- Selected excerpt:
##############################

Department of Hematology, Hainan General Hospital (Hainan Affiliated Hospital of Hainan Medical University), Haikou, China

Contributions: (I) Conception and design: W Chen, D Liu, R Tang; (II) Administrative support: G Wang; (III) Provision of study materials or patients: W Chen, D Liu, R Tang; (IV) Collection and assembly of data: All authors; (V) Data analysis and interpretation: W Chen, D Liu, R Tang; (VI) Manuscript writing: All authors; (VII) Final approval of manuscript: All authors.

#These authors contributed equally to this work.

Correspondence to: Ruimei Tang. Hainan General Hospital (Hainan Affiliated Hospital of Hainan Medical University), 19 Xiuhua Road, Xiuying District, Haikou 570311, China. Email: tangruimei3406@163.com.

Background: An in-depth understanding of the key molecules and associated mechanisms involved in acute myeloid leukemia (AML) carcinogenesis, proliferation, and relapse is critical. This provides a basis for disease screening, early diagnosis, and development of effective treatment strategies and prognosis.

Methods: We downloaded AML transcription data sets from The Cancer Genome Atlas (TCGA) and Gene Expression Omnibus (GEO) databases. Differentially expressed genes (DEGs) were screened by R software and limma packages. Gene Ontology (GO) functional enrichment analysis and Kyoto Encyclopedia of Genes and Genomes (KEGG) pathway enrichment analysis were performed on DEGs by public databases. In the DEG set, a random forest algorithm was used to identify characteristic genes of AML. The receiver operator characteristic (ROC) curve was used to evaluate the diagnostic efficacy of selected characteristic genes, which provided clues for the discovery of early diagnostic markers. The Estimate score was calculated using the Estimation of STromal and Immune cells in MAlignant Tumor tissues using Expression data (ESTIMATE) algorithm. Spearman’s correlation test was used to explore the correlation between characteristic genes and Estimate Score, which provided clues for clarifying the potential pathogenic mechanism of key genes.

##############################

Data items
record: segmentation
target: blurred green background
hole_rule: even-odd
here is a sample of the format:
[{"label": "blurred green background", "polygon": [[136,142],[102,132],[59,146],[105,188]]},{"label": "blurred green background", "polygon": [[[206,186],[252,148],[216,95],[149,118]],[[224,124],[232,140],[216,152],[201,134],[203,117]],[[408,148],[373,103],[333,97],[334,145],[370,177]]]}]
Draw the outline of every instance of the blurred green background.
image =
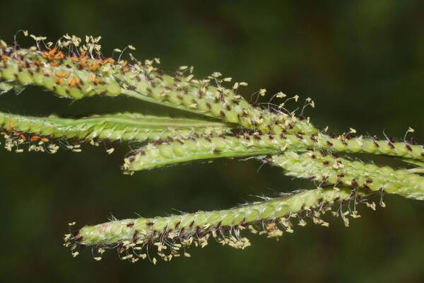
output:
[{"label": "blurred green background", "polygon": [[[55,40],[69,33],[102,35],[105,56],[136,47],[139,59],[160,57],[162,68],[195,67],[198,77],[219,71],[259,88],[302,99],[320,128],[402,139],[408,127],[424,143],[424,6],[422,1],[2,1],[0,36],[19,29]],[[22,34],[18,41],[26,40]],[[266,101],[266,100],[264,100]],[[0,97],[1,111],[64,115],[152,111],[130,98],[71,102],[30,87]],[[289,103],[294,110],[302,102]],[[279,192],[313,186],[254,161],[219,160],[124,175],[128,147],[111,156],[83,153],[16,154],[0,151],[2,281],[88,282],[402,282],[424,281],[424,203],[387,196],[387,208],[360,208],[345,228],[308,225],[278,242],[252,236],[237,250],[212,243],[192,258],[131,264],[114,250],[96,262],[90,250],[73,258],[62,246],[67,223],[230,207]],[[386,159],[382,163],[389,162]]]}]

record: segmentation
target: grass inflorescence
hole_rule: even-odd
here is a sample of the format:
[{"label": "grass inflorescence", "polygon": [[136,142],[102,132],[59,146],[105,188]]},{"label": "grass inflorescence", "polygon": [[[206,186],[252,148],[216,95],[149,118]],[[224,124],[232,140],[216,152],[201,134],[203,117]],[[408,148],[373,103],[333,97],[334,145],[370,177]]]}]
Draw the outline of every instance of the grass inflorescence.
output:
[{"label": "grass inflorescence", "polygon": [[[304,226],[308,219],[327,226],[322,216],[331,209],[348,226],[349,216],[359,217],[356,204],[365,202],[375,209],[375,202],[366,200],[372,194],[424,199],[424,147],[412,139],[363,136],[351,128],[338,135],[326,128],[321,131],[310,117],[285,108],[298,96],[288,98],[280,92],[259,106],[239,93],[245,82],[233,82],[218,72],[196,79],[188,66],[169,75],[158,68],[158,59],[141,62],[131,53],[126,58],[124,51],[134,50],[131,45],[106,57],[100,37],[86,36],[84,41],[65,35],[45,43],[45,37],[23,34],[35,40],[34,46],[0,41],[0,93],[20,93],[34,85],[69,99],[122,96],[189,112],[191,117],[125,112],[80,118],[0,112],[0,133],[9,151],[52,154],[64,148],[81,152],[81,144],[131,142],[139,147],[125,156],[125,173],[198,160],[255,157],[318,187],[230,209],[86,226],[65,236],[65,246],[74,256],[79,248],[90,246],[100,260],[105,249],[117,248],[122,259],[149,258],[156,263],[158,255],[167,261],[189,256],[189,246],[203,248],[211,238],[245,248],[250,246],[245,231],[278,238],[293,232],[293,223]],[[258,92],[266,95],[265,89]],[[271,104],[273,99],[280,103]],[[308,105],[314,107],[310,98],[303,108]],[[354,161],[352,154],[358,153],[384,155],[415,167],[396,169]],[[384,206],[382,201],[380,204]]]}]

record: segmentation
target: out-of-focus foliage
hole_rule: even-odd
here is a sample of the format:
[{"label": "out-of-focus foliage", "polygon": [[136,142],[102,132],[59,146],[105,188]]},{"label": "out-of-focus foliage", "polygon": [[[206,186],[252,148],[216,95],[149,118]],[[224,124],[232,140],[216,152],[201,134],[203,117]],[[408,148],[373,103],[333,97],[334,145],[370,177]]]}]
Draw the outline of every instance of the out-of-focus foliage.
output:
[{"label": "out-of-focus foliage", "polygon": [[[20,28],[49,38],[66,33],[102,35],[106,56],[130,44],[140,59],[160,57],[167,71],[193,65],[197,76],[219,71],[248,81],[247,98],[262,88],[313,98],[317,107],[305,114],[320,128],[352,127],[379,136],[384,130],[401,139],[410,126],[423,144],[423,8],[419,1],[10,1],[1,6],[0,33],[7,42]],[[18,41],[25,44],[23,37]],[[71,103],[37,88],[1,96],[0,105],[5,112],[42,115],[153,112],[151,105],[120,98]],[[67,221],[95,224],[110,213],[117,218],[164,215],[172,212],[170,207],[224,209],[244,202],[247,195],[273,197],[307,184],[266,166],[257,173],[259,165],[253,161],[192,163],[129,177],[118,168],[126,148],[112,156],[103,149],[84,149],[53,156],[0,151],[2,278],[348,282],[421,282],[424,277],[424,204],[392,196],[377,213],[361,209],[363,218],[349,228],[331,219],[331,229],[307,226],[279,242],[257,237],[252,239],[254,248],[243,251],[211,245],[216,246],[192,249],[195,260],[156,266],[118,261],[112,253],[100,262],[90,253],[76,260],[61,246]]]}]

##############################

- Tasks to carry out:
**A)** According to the AML study abstract, why was the receiver operator characteristic (ROC) curve applied? Answer in one to three sentences.
**B)** Write the next part of the AML study abstract, picking up after the final sentence of its methods.

- Results:
**A)** The ROC curve was applied to evaluate the diagnostic efficacy of the selected characteristic genes of AML. That evaluation provided clues for the discovery of early diagnostic markers.

**B)**
Results: A total of 1,494 DEGs were identified from AML samples and normal samples, among which 1,181 genes were upregulated and 313 genes were downregulated in AML. There were 2 genes with a mean decrease Gini >2, namely, CDC20 and ESM1, respectively. The ROC curve showed that the area under the curve (AUC) of CDC20 was 0.966, and the 95% confidence interval (CI) was (0.939 to 0.987) (P<0.001). The AUC of ESM1 was 0.905, and 95% CI: 0.849 to 0.953 (P<0.001). Correlation analysis showed that CDC20 expression was negatively correlated with Estimate Score (R=−0.21, P=0.0036) in AML. The expression of ESM1 was negatively correlated with Estimate Score (R=−0.57, P<0.001).

Conclusions: The genes CDC20 and ESM1 were identified as AML characteristic genes by random forest algorithm. Both CDC20 and ESM1 have good diagnostic efficacy for AML. They may play a carcinogenic role by promoting tumor cell proliferation and inhibiting immune cell chemotaxis, which are potential biological markers.

Keywords: Acute myeloid leukemia (AML); random forest algorithm; receiver operator characteristic curve; biological marker


Submitted Apr 13, 2022. Accepted for publication May 27, 2022.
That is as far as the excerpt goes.